PASSAGE PROVIDED »
***

Before 1912, X-rays were used heavily in the medical and dentistry fields. There were those who wanted to use x-rays industrially, so as to examine the inside of products without taking them apart as well as to produce products more efficiently, except they could not acquire enough voltage to do so. Then in 1913, William Coolidge’s high vacuum X-ray tubes became available. With all the benefits radiology seemed to provide, more research was done to find more sources of radioactivity. French scientist Henri Becquerel discovered uranium, and Polish scientist Marie Curie uncovered polonium and radium. Since then, interest in radioactive elements have become widespread.

A Hazard

X-rays and other radioactive elements were initially seen as nothing but useful. You can’t see, hear, or feel X-rays, and it was an asset for hospitals, dentists, and security. Toward the end of the 19th century, however, side effects such as skin burns, eye irritations, and even disease were eventually identified to be due to X-ray exposure. It took a while to determine this because the symptoms were slow to emerge. In recent years, precautions have been taken to prevent any risk of being affected by X-rays. In hospitals and dentist offices, lead aprons and dresses along with lead lined door frames respectively reduce the radiation that makes contact with the body and from leaving the room during X-ray procedures, like CAT-Scans.

***

DATA »
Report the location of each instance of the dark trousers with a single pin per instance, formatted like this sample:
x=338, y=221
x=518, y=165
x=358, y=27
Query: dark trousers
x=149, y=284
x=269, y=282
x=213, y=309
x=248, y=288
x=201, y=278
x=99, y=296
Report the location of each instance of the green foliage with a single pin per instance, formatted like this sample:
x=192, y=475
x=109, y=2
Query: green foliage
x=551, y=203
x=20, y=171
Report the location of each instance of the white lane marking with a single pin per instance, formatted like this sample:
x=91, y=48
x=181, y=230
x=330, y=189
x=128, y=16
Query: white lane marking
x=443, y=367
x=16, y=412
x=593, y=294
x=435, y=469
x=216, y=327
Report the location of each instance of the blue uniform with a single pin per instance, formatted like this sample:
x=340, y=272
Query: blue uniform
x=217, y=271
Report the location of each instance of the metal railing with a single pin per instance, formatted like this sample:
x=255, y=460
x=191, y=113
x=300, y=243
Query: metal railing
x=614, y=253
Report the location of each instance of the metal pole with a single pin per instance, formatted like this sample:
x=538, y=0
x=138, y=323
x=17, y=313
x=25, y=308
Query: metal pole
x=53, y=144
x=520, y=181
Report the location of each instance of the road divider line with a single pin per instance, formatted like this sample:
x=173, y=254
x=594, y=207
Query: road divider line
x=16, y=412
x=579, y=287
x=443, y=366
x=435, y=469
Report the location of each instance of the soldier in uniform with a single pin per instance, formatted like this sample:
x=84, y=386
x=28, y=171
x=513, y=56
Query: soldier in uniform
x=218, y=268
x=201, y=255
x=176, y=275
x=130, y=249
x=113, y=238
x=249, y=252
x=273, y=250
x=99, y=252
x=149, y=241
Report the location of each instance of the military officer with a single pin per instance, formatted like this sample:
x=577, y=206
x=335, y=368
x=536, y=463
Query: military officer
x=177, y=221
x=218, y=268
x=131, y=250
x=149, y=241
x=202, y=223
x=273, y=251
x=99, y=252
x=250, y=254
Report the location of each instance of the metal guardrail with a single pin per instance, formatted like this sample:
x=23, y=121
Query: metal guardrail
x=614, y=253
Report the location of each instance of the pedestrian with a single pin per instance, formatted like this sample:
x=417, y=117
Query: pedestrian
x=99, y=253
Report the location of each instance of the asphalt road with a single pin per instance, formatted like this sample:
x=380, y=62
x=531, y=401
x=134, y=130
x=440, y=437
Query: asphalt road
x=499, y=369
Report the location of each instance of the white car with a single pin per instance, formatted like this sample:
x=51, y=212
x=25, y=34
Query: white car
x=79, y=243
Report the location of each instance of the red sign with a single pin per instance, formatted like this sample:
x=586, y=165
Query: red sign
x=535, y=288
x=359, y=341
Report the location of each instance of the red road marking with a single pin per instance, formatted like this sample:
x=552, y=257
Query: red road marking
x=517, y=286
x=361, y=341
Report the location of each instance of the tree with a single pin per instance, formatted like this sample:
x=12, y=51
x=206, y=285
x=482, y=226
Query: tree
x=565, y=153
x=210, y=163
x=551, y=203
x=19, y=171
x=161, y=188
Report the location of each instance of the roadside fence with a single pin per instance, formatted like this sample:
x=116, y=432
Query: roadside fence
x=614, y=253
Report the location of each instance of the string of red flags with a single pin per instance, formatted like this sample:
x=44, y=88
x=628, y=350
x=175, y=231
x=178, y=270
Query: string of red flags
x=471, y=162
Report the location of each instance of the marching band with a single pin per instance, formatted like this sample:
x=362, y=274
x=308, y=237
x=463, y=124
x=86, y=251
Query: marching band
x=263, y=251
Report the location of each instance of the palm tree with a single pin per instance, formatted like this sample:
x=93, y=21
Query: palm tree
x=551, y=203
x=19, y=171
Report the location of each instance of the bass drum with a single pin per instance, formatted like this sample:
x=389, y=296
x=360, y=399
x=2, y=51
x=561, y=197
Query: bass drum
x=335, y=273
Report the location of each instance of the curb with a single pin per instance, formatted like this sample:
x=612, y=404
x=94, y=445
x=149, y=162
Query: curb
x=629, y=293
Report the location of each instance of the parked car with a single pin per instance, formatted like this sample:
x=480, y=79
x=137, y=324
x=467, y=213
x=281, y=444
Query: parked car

***

Rewrite everything in the passage on X-rays from "Before 1912, X-rays" down to "have become widespread.", replacing "voltage" with "power".

OUTPUT FOR THIS EXERCISE »
Before 1912, X-rays were used heavily in the medical and dentistry fields. There were those who wanted to use x-rays industrially, so as to examine the inside of products without taking them apart as well as to produce products more efficiently, except they could not acquire enough power to do so. Then in 1913, William Coolidge’s high vacuum X-ray tubes became available. With all the benefits radiology seemed to provide, more research was done to find more sources of radioactivity. French scientist Henri Becquerel discovered uranium, and Polish scientist Marie Curie uncovered polonium and radium. Since then, interest in radioactive elements have become widespread.